* _WHAT YOU NEED TO DO_: Put each line of the data below into a JSON list of strings, one string per line, skipping any blank lines. Leave the pictures out.

* _RECORDS TO USE_:
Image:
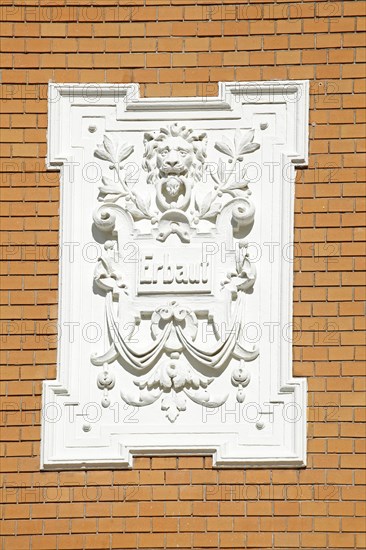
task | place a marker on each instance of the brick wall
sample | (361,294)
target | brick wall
(184,49)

* _RESULT_:
[
  "Image:",
  "task | place a marker on each instance of the brick wall",
  "sample | (361,294)",
  "target | brick wall",
  "(184,49)"
]